* Problem a
Quote the records exactly, from the line containing "as in (956,645)" up to and including the last line of the records.

### Text

A big "Thanks!" to everyone who submitted comments and observations in response to last
week's WWJ Viewpoint, wherein I solicited feedback on "what an outsider needs to know
about Europe's mobile Internet."

If you've just joined us, my query was elicited by your humble correspondent's pending
move to Germany after nine years of Japan experience - and the sudden realisation that he
doesn't know a whole lot about the Euro mobile Internet. There were, however, lots more
responses than expected, so you'll have to wait until next week (Apr. 21 - WWJ's
second-last issue from me) before I can collate, organize, and republish all the comments.

But that got me to thinking - why not balance things out by asking loyal list members to
also furnish their feedback, commentary, and informed insight on the ***North American***
mobile market? (... also ill-understood by your soon-to-be-ex-WWJ writer - despite his
Canadian origins.)

Go ahead and feel free to mail me (at the address below) with your notes on which
US/Canadian companies, technologies, business models, and content services bear watching.
Can m-mode delivered via GSM/GPRS by AT&T Wireless sweep the US? Or does the backwards
compatibility and high speed of CDMA 1x technology have an overwhelming advantage - making
the CDMA carriers the ultimate market winners? And, will US subscribers ever take to Hello
Kitty downloads? (There's evidence to say argue they already have - see WWJ No. 92, link

Republishing your collected, collective wisdom on the European and North American mobile
Net markets in the final two WWJ newsletters strikes me as being the best way I can pay
back your loyal readership and spread around some of the local-market knowledge that WWJ
subscribers have amassed (and remember - there are over 4,000 or you now - most working
deep in mobile Internet space somewhere on planet Earth).

I will gather your responses and present them in the final WWJ newsletter on April 28-
European responses will come on April 21.


Last week, I wrote that: "My first impression [with the 505i-series] was that DoCoMo has
now entered a "post-packet-fee" era. By this I mean that the company is no longer merely
fixated on deploying features and services that boost individual packet usage and ARPU;
this has been the sine qua non of mobile carriers in this country since the dawn of
i-mode. DoCoMo has clearly decided to make the phones uber-sexy so as to grab market share
and stem the churn over to KDDI (and - to a lesser extent - J-Phone)."

This observation sprang largely from the fact that Big D has adopted removable memory in a
big way with the 505i phones - a substantially new development at DoCoMo.

The natural conclusion is that the carrier is satisfied with the packet usage and traffic
fees generated by most individual users and doesn't mind letting them swap photos and
other data off the handset without using the network. So long as DoCoMo wins new converts
due to the sheer technical attractiveness of the handsets (i.e. removable memory,
high-resolution cameras, etc.), they'll earn plenty future revenue from an increased
subscriber base - and stem the loss of market share that's been bleeding away to KDDI's
CDMA 1x system for almost half a year now.

######
### Provided entries

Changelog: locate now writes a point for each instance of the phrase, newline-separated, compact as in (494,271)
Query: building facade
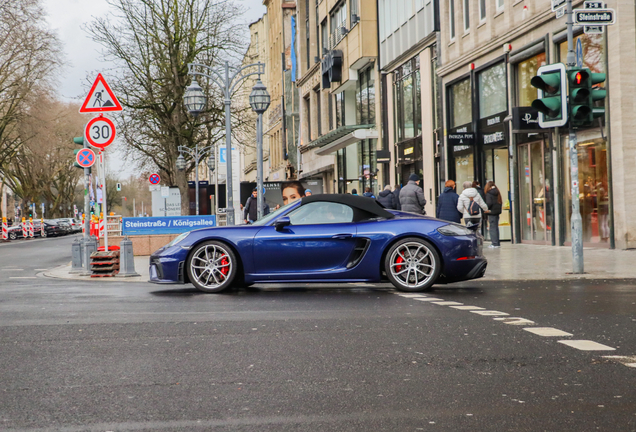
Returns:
(491,50)
(337,80)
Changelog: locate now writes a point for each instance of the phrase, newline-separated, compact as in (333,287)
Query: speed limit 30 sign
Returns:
(100,132)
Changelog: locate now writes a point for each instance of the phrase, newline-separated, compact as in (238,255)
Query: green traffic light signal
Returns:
(550,102)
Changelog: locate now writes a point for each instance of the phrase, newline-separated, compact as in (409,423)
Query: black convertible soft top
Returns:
(364,204)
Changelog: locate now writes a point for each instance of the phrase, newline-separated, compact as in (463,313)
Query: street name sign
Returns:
(154,178)
(594,17)
(558,4)
(85,158)
(100,132)
(100,98)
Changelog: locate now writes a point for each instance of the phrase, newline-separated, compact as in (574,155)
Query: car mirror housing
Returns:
(282,223)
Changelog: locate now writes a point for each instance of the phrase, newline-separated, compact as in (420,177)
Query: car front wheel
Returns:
(212,267)
(412,265)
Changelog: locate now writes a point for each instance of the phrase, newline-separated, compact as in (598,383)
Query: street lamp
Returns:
(197,155)
(227,84)
(259,100)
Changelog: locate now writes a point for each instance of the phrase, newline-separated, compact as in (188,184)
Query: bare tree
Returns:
(29,56)
(151,42)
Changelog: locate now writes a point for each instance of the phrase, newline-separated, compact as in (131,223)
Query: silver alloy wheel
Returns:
(412,265)
(211,265)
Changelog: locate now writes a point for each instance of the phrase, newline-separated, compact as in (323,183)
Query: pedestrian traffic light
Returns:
(551,103)
(78,141)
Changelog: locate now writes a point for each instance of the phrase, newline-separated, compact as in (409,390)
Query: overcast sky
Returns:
(67,17)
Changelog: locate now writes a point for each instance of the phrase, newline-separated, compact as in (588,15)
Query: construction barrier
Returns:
(5,229)
(105,263)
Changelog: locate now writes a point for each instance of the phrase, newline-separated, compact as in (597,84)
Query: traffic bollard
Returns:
(76,256)
(126,259)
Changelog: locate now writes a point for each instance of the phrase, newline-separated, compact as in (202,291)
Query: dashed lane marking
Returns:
(585,345)
(515,321)
(547,331)
(489,313)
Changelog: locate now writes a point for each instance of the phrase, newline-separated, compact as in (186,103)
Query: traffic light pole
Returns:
(576,222)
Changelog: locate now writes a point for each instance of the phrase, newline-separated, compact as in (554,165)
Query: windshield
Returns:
(265,220)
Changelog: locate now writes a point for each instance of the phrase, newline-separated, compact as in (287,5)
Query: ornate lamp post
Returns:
(259,100)
(195,100)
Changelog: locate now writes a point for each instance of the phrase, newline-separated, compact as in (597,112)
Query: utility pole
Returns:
(576,222)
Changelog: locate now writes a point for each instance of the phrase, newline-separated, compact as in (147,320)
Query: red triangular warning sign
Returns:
(100,98)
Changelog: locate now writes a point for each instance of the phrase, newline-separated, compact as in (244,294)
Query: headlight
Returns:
(178,238)
(454,230)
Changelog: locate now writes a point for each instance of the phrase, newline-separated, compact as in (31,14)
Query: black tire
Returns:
(206,266)
(422,261)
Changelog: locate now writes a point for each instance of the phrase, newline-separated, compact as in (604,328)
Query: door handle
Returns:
(342,236)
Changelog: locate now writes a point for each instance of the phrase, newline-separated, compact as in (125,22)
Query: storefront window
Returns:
(525,71)
(493,95)
(593,189)
(407,100)
(460,101)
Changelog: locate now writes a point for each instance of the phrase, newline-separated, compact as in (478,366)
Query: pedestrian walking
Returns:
(412,197)
(470,203)
(367,193)
(387,199)
(396,194)
(493,201)
(447,204)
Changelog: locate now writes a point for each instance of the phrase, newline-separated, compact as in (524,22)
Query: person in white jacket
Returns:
(468,195)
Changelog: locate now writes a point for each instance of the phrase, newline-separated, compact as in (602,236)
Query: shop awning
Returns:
(340,138)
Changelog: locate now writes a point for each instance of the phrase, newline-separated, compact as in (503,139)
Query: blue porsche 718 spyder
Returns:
(324,238)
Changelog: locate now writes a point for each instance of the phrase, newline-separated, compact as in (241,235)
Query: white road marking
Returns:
(489,313)
(585,345)
(515,321)
(547,331)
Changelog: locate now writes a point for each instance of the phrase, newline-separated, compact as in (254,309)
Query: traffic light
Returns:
(583,96)
(551,103)
(78,141)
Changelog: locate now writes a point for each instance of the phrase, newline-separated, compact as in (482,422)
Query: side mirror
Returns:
(473,226)
(282,223)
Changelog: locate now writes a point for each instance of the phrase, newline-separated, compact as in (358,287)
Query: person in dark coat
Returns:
(447,204)
(493,201)
(387,199)
(412,197)
(396,194)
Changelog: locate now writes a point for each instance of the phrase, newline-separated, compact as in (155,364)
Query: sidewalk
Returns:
(510,262)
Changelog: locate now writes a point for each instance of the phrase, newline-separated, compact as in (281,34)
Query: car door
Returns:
(320,238)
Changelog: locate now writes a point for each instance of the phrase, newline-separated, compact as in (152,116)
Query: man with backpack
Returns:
(470,204)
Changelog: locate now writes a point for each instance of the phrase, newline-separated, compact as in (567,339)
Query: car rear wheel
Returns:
(212,267)
(412,265)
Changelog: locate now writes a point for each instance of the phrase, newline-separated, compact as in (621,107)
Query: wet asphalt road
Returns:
(103,356)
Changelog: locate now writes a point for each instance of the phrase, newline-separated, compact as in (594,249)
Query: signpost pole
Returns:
(576,222)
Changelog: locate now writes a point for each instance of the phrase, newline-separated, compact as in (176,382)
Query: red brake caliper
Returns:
(226,269)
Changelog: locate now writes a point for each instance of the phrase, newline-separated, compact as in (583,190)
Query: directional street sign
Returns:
(85,158)
(557,4)
(594,17)
(154,179)
(100,132)
(100,98)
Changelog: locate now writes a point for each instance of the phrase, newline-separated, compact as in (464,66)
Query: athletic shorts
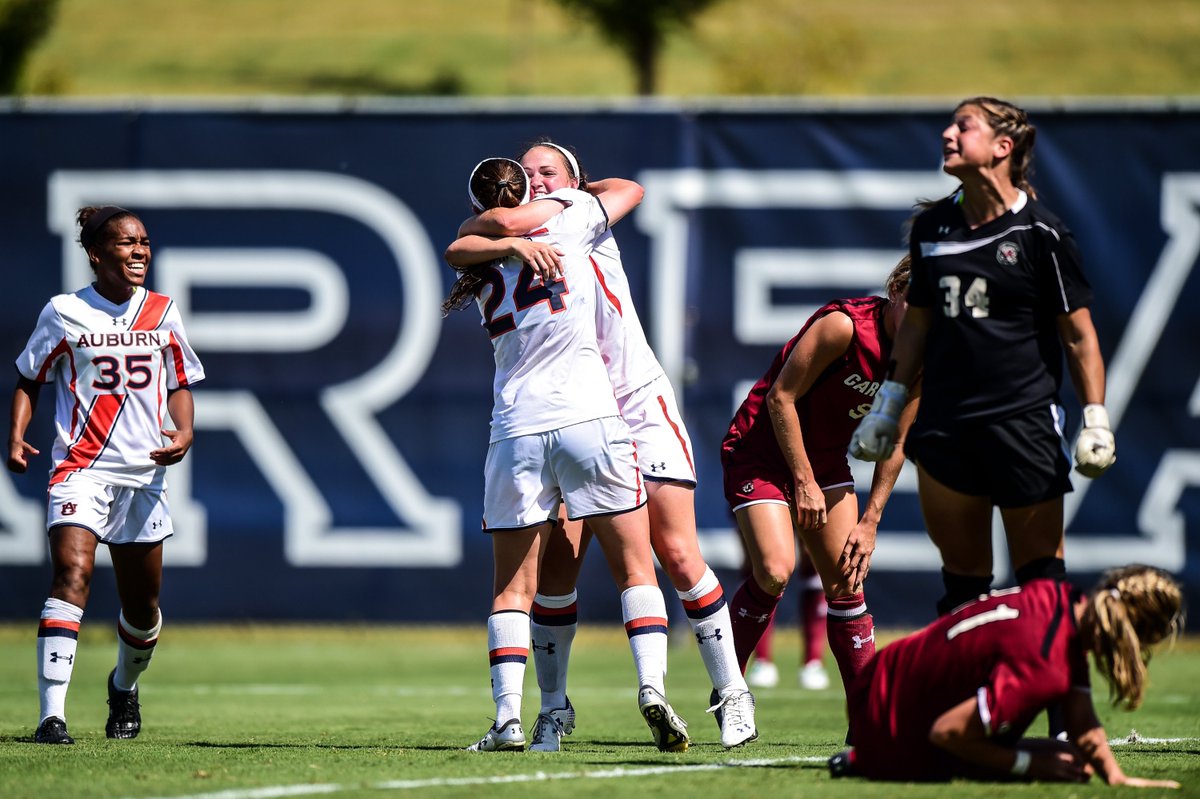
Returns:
(1017,461)
(113,514)
(664,449)
(750,480)
(591,466)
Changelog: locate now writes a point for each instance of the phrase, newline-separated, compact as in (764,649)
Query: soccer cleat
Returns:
(508,737)
(736,719)
(814,677)
(565,716)
(52,731)
(843,764)
(124,712)
(670,731)
(762,673)
(547,734)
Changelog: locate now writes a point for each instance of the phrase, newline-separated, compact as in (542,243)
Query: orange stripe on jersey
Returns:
(153,312)
(60,349)
(94,437)
(712,596)
(177,359)
(683,444)
(612,298)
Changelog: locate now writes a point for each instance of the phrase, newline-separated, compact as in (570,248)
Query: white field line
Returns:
(280,791)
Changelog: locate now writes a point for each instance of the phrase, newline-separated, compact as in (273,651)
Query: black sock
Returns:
(959,589)
(1051,568)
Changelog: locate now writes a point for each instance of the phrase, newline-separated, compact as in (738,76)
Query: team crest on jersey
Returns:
(1008,253)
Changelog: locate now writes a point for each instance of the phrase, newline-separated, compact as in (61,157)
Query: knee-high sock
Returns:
(851,631)
(508,649)
(135,648)
(762,650)
(709,617)
(58,636)
(751,613)
(645,613)
(552,626)
(813,616)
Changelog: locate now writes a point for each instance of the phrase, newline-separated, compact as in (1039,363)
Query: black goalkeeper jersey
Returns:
(994,293)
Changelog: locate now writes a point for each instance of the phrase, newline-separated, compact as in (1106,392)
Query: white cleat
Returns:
(547,734)
(814,676)
(762,673)
(508,737)
(670,731)
(735,713)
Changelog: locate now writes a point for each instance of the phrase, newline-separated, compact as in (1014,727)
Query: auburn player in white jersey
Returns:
(120,362)
(648,404)
(557,436)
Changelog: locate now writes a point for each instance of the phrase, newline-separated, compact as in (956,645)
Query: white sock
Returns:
(58,636)
(645,613)
(508,649)
(135,648)
(555,620)
(709,617)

######

* Problem b
In the newsletter text, write out the passage from "Can m-mode delivered" up to and including "on planet Earth).", substituting "Sprint PCS" for "AT&T Wireless".

* Task answer a
Changelog: locate now writes a point for each instance of the phrase, newline-separated, compact as in (956,645)
Query: white sock
Returns:
(58,636)
(645,613)
(508,649)
(135,648)
(555,620)
(709,617)

* Task answer b
Can m-mode delivered via GSM/GPRS by Sprint PCS sweep the US? Or does the backwards
compatibility and high speed of CDMA 1x technology have an overwhelming advantage - making
the CDMA carriers the ultimate market winners? And, will US subscribers ever take to Hello
Kitty downloads? (There's evidence to say argue they already have - see WWJ No. 92, link

Republishing your collected, collective wisdom on the European and North American mobile
Net markets in the final two WWJ newsletters strikes me as being the best way I can pay
back your loyal readership and spread around some of the local-market knowledge that WWJ
subscribers have amassed (and remember - there are over 4,000 or you now - most working
deep in mobile Internet space somewhere on planet Earth).